◆ Данный отрывок
--- --- ---

АЛЕКСАНДР ИВАНОВИЧ ПОЛЕЖАЕВ, унтер-офицер Тарутинского егерского полка, он же известный поэт-страдалец, автор «площадной, непристойной и крамольной» поэмы «Сашка», полусидел на лазаретной койке в Лефортовском госпитале. За побег из полка он был наказан розгами. Розги оказались скверные, пересохшие, всю спину и бока ему занозило. «Братец, поищи в спине, — просил он санитара, отрываясь от подушки и сбрасывая с плеч шинель. — Колется, стерва. Секли истово, сам генерал надзирал. Видишь, кожу-то как продубило. Теперь износу не будет». По случаю Рождества старослужащий солдат Корнеев, приписанный к госпиталю, поднёс ему чарку мадеры, после которой поэт хорошо поел и затянулся, вопреки запретам, из раскуренной стариком трубки. «Как много надо написать, а времени мало, — говорил он ему, еле шевеля сизыми, искусанными губами. — Если умру, так всё равно не рано, не рано… Уже три жизни прожито… От смерти не уйдёшь, да я её и не боюсь, пусть приходит… Причаститься… желаю…» Умирал Полежаев от чахотки, смиренной, доброй и тихой на Руси смерти. И в самый её канун Николай Первый, который разжаловал Полежаева в солдаты и сослал на Кавказ, под чеченские пули, теперь пожаловал непокорному поэту чин прапорщика — он был произведён в офицеры здесь же, на госпитальной койке. Нашёлся к случаю и офицерский мундир с эполетами, правда, с чужого плеча, великоватый, широкий в груди, но всё же… Тотчас же заявились санитары с носилками, чтобы перенести новоявленного прапорщика Полежаева в офицерскую палату. «Нет! Нет! Нет! — отбивался он от них. — Не трогайте меня! Я яко пёс… смердящий…» А когда они всё же понесли его, вдруг откинул голову и сомкнул веки, сомкнул их так горько, что слеза скатилась на висок.

--- --- ---

◆ Предоставленные материалы
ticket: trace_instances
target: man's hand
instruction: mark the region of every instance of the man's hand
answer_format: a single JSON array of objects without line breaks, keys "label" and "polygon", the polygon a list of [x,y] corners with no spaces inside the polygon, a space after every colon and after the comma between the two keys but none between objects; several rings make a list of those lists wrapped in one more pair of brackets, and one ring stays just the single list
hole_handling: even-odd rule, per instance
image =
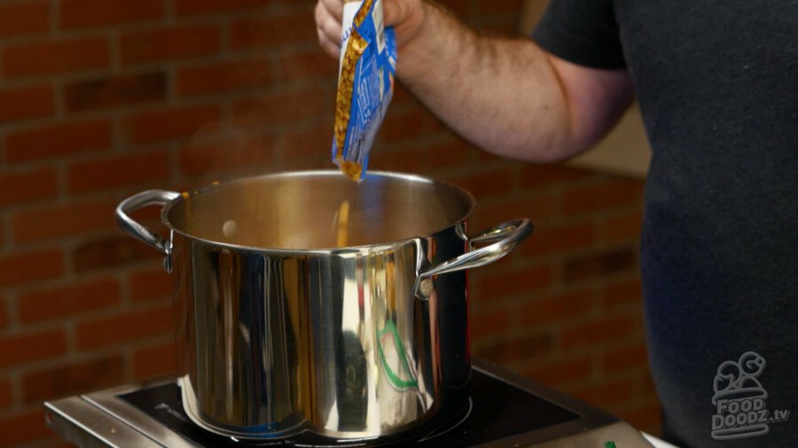
[{"label": "man's hand", "polygon": [[[318,0],[325,50],[340,52],[343,0]],[[396,33],[396,76],[453,130],[490,152],[572,157],[612,127],[632,98],[625,70],[580,66],[527,38],[487,37],[434,0],[383,0]]]},{"label": "man's hand", "polygon": [[[410,47],[417,41],[431,4],[423,0],[383,0],[382,14],[386,27],[393,27],[396,35],[399,53],[411,51]],[[316,33],[325,51],[338,58],[340,54],[340,23],[343,0],[318,0],[316,4]],[[410,58],[412,61],[413,58]],[[402,58],[399,58],[402,70]]]}]

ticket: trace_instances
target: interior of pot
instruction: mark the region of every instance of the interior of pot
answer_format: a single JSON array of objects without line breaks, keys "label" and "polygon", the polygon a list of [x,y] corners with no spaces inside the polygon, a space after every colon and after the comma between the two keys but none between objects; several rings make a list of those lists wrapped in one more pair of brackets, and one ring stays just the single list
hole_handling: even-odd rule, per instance
[{"label": "interior of pot", "polygon": [[369,173],[356,183],[338,171],[284,173],[184,193],[168,225],[195,238],[260,249],[317,250],[393,243],[466,219],[463,189],[428,178]]}]

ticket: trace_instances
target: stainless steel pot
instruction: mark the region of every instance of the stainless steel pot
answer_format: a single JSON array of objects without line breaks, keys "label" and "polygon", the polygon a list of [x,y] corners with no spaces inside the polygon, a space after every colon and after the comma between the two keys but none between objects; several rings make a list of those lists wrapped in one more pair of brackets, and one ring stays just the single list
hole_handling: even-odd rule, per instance
[{"label": "stainless steel pot", "polygon": [[[348,243],[336,247],[344,201]],[[162,205],[168,239],[129,216],[147,205]],[[234,436],[360,438],[466,399],[464,270],[532,232],[516,220],[469,239],[473,206],[466,191],[424,177],[370,173],[357,184],[315,171],[145,191],[116,214],[172,273],[192,421]]]}]

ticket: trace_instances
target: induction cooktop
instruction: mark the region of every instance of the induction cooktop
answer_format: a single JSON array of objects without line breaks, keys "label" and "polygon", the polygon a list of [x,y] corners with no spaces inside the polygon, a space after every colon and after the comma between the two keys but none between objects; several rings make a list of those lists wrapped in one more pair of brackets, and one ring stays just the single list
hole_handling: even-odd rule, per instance
[{"label": "induction cooktop", "polygon": [[239,439],[204,429],[186,416],[176,381],[127,385],[44,404],[48,426],[79,446],[650,447],[626,422],[481,359],[474,359],[467,404],[419,430],[334,439],[310,432]]}]

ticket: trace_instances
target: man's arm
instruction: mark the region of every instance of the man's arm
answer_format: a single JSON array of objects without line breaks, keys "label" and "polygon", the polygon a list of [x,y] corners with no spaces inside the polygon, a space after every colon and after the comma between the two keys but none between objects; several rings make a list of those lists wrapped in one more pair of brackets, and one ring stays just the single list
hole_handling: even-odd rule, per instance
[{"label": "man's arm", "polygon": [[[317,6],[319,41],[333,55],[340,6],[340,0]],[[396,29],[399,80],[488,151],[536,162],[567,158],[597,143],[631,101],[624,70],[576,66],[528,39],[481,35],[433,3],[384,0],[384,13]]]}]

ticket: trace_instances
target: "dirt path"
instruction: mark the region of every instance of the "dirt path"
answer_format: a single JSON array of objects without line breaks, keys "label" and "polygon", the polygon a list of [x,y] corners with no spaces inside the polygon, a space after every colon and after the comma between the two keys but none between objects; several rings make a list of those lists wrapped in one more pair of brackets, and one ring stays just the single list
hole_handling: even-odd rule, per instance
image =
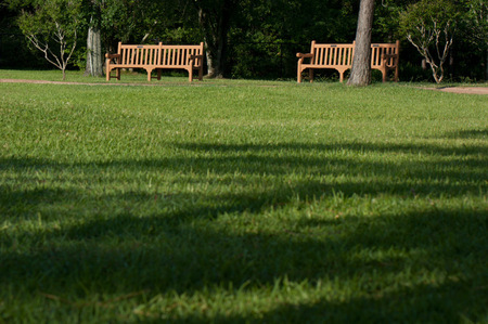
[{"label": "dirt path", "polygon": [[[44,80],[27,80],[27,79],[0,79],[0,83],[36,83],[36,85],[77,85],[77,86],[168,86],[175,83],[86,83],[86,82],[64,82],[64,81],[44,81]],[[182,83],[183,85],[183,83]],[[188,86],[189,83],[184,83]],[[435,90],[452,93],[465,93],[465,94],[488,94],[488,87],[444,87],[444,88],[421,88],[425,90]]]}]

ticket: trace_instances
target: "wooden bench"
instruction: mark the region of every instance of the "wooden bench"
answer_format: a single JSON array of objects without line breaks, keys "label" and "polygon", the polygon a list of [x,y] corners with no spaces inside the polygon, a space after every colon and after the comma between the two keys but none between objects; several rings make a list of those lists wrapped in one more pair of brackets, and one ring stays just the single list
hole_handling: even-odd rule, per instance
[{"label": "wooden bench", "polygon": [[[352,43],[344,44],[326,44],[311,42],[310,53],[297,53],[298,73],[297,81],[301,82],[301,74],[305,69],[309,69],[310,82],[313,81],[313,69],[316,68],[334,68],[339,73],[341,82],[344,81],[344,73],[351,68],[355,55],[355,46]],[[395,43],[372,43],[371,44],[371,68],[378,69],[383,75],[383,82],[387,80],[388,70],[395,70],[395,81],[398,81],[398,60],[400,52],[400,41]],[[310,59],[310,63],[306,64],[305,59]]]},{"label": "wooden bench", "polygon": [[157,79],[160,80],[163,68],[185,69],[189,73],[189,81],[193,80],[193,69],[198,70],[198,80],[203,79],[203,42],[198,46],[134,46],[118,43],[117,54],[105,54],[106,80],[116,70],[115,77],[120,80],[121,68],[144,68],[147,72],[147,81],[151,74],[157,70]]}]

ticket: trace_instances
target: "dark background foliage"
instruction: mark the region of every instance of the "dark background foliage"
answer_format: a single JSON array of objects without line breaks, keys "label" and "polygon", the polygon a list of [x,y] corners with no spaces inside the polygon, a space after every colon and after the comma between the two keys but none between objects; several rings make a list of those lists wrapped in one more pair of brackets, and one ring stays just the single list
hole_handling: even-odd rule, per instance
[{"label": "dark background foliage", "polygon": [[[90,3],[102,13],[104,51],[113,52],[118,41],[127,43],[196,43],[205,33],[200,24],[202,7],[218,17],[232,2],[234,14],[228,31],[228,52],[223,75],[231,78],[287,79],[296,77],[297,52],[308,52],[311,40],[351,42],[356,35],[359,0],[208,0],[131,1],[80,0],[90,15]],[[486,22],[480,24],[470,10],[476,0],[452,0],[462,18],[458,23],[454,46],[447,64],[447,78],[453,81],[486,80]],[[416,1],[382,0],[375,9],[373,42],[401,41],[400,80],[429,80],[431,72],[422,68],[422,57],[399,30],[399,14]],[[39,53],[29,49],[16,25],[16,16],[29,1],[0,2],[0,68],[51,68]],[[481,10],[486,4],[479,2]],[[8,5],[9,4],[9,5]],[[486,12],[481,12],[486,14]],[[88,24],[86,24],[88,25]],[[70,68],[84,68],[86,30],[79,36],[77,53]],[[333,70],[319,77],[338,78]],[[378,75],[374,75],[377,80]]]}]

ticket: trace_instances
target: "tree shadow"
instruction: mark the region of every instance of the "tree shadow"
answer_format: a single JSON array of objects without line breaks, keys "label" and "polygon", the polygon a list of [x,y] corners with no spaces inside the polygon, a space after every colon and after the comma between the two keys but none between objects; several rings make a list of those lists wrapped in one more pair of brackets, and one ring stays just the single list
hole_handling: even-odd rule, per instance
[{"label": "tree shadow", "polygon": [[[445,147],[437,145],[386,145],[371,143],[274,145],[179,144],[190,151],[185,156],[158,159],[114,160],[90,164],[59,164],[51,160],[3,158],[3,170],[15,172],[22,181],[37,179],[22,176],[27,170],[80,170],[89,182],[93,172],[112,169],[138,169],[144,172],[174,170],[201,176],[241,174],[278,177],[272,189],[227,193],[181,192],[147,193],[132,191],[111,194],[84,193],[82,189],[52,189],[35,184],[31,190],[3,184],[1,208],[12,219],[36,217],[42,206],[57,217],[57,206],[73,204],[74,220],[61,228],[43,228],[2,235],[0,244],[0,288],[14,286],[21,291],[44,291],[82,296],[87,290],[103,294],[150,294],[177,291],[193,294],[205,287],[231,284],[233,287],[271,286],[277,280],[318,283],[336,278],[354,282],[369,278],[362,287],[364,297],[342,302],[319,300],[312,304],[280,304],[257,317],[253,314],[214,319],[223,322],[301,322],[323,317],[334,322],[393,321],[434,322],[460,315],[474,321],[487,304],[488,230],[486,210],[436,209],[401,215],[383,212],[375,221],[345,218],[281,219],[278,231],[267,228],[243,230],[213,221],[222,215],[237,215],[252,223],[259,212],[279,210],[296,197],[325,196],[342,193],[371,197],[383,194],[422,197],[462,196],[479,192],[486,179],[487,155],[481,145]],[[426,163],[406,160],[358,160],[333,154],[349,153],[419,154],[436,157]],[[285,154],[283,154],[285,152]],[[332,153],[317,157],[316,152]],[[215,153],[215,156],[213,154]],[[447,160],[460,155],[462,160]],[[460,170],[459,164],[464,168]],[[346,174],[351,180],[330,183],[317,179],[282,181],[290,172],[300,174]],[[411,181],[395,178],[399,172]],[[363,178],[355,177],[362,174]],[[381,177],[386,176],[386,177]],[[423,181],[449,178],[449,182]],[[24,178],[22,178],[24,177]],[[388,178],[389,177],[389,178]],[[394,177],[394,180],[390,178]],[[259,178],[259,177],[257,177]],[[247,179],[247,178],[246,178]],[[215,179],[213,179],[215,180]],[[245,181],[242,180],[245,184]],[[259,181],[259,180],[253,180]],[[107,181],[110,184],[110,180]],[[415,184],[412,187],[412,183]],[[244,185],[243,184],[243,185]],[[128,209],[93,210],[86,206],[99,202],[123,202]],[[153,212],[141,215],[138,204],[154,203]],[[76,207],[78,206],[78,207]],[[317,234],[319,233],[319,234]],[[27,248],[20,247],[26,242]],[[401,254],[388,254],[390,250]],[[374,277],[393,277],[411,272],[419,277],[444,273],[444,280],[407,286],[376,287]],[[450,277],[452,275],[452,277]],[[391,283],[391,285],[395,285]],[[398,283],[396,283],[398,285]],[[236,289],[235,288],[235,289]],[[388,289],[386,289],[388,288]],[[377,290],[377,294],[376,294]],[[67,293],[66,293],[67,291]],[[74,293],[75,291],[75,293]],[[351,311],[352,310],[352,311]],[[438,316],[438,317],[436,317]],[[182,317],[182,322],[205,319]],[[177,321],[177,320],[176,320]],[[175,322],[176,322],[175,321]],[[437,321],[436,321],[437,322]]]}]

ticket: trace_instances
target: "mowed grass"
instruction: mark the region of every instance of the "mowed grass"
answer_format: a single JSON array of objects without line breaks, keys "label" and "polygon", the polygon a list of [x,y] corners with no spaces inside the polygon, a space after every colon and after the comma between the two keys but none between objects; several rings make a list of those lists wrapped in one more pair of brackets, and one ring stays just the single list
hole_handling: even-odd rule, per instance
[{"label": "mowed grass", "polygon": [[0,323],[488,323],[487,96],[184,80],[0,83]]}]

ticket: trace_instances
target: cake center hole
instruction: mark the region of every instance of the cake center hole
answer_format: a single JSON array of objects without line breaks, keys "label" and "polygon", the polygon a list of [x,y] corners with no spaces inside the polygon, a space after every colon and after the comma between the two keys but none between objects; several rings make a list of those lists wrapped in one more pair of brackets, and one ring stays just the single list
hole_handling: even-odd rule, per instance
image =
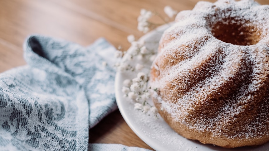
[{"label": "cake center hole", "polygon": [[251,45],[259,42],[261,33],[258,26],[247,21],[230,19],[224,19],[213,25],[213,35],[223,41],[237,45]]}]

--- --- ---

◆ Цель задания
В какой чин, согласно отрывку о Полежаеве, был произведён поэт на госпитальной койке?

◆ Место для ответа
В чин прапорщика.